WHAT THIS TASK INVOLVES » Rewrite all of the records below with every occurrence of "teaching note" changed to "short note", leaving all other text unchanged.

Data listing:
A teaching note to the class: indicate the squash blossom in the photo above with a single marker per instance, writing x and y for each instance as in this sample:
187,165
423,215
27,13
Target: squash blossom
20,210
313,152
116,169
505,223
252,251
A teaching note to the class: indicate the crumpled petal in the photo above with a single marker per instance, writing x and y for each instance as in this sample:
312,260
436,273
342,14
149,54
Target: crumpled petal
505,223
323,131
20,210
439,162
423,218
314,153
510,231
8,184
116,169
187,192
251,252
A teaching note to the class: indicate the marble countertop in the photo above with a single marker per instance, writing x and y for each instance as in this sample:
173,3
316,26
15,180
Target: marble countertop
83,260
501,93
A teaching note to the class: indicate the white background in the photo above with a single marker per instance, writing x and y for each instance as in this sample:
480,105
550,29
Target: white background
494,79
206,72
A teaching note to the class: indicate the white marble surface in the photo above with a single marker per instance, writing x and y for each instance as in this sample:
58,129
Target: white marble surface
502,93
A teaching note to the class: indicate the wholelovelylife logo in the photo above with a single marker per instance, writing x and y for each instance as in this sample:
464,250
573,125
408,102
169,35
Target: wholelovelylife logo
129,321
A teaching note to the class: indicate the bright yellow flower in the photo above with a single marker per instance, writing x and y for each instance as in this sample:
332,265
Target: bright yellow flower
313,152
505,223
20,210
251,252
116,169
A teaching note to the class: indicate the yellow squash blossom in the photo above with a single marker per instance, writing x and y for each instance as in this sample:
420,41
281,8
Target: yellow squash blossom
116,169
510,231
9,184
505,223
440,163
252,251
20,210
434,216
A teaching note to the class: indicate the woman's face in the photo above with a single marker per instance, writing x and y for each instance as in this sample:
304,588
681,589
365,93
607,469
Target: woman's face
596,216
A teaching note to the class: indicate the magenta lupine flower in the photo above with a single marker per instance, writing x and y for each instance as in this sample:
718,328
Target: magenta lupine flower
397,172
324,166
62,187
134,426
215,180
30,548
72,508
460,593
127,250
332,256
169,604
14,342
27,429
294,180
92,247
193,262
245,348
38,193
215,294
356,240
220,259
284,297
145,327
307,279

RESULT FOR THIS TASK »
A short note to the class: indicate the squash blossom in the photo above with a single marker per instance, writing x and y for each instance as in this sample:
187,165
423,215
27,13
Target: squash blossom
20,210
313,152
116,169
505,223
252,251
A short note to the class: indicate the crumpled petal in the photo above with a single marker per instance, writing x and y for each instance as in this sample:
312,260
436,273
342,14
149,54
Target: crumpled petal
505,223
323,131
20,210
439,162
423,218
314,153
510,231
8,184
116,169
187,192
251,252
A short note to the class: indicate the marble countertop in the photo above with a single marker per instance, writing x and y for each instance as in this sample:
173,3
316,26
15,180
Target: marble countertop
83,260
501,93
A short note to the class: indicate the white background in the photo above with a single marker per instance, writing x and y for each instance as in this sample:
480,105
550,29
Target: white background
494,79
206,72
A short note to the class: indicate the white marble surface in the photo above with a single marker per instance, writing x and y for each instance as in this sample:
58,129
Target: white marble surface
502,93
A short note to the class: indicate the wholelovelylife logo in the photo above with a single marker per instance, writing x and y for each instance as in this sample:
464,250
573,125
408,102
169,35
Target: wholelovelylife logo
129,321
A short note to the class: indicate the bright yellow flower in the photo above with a single marker per instance, writing x and y for each instance as in this sample:
332,265
Target: bright yellow flower
313,152
505,223
20,210
251,252
116,169
A short note to the class: indicate the yellow squash blossom in the photo above with a single marker per instance, writing x and y for each instance as in this sample:
420,41
281,8
Target: yellow squash blossom
116,169
510,231
9,184
505,223
440,163
252,251
20,210
434,216
A short note to the class: indicate the woman's face in the photo above with a single marker per instance, writing x and y for each instance as in this sample:
304,588
681,589
365,93
607,469
Target: woman's face
596,216
A short note to the class: indicate the magenta lupine flower in the photo above with a single marker per instance, writing x and y for each instance as in this sample:
718,328
Target: magenta lupine flower
397,172
324,166
62,187
134,426
215,180
30,548
72,508
460,593
127,250
332,256
169,604
14,342
27,429
294,180
92,247
193,262
245,348
38,193
215,294
356,240
220,259
284,297
145,327
307,279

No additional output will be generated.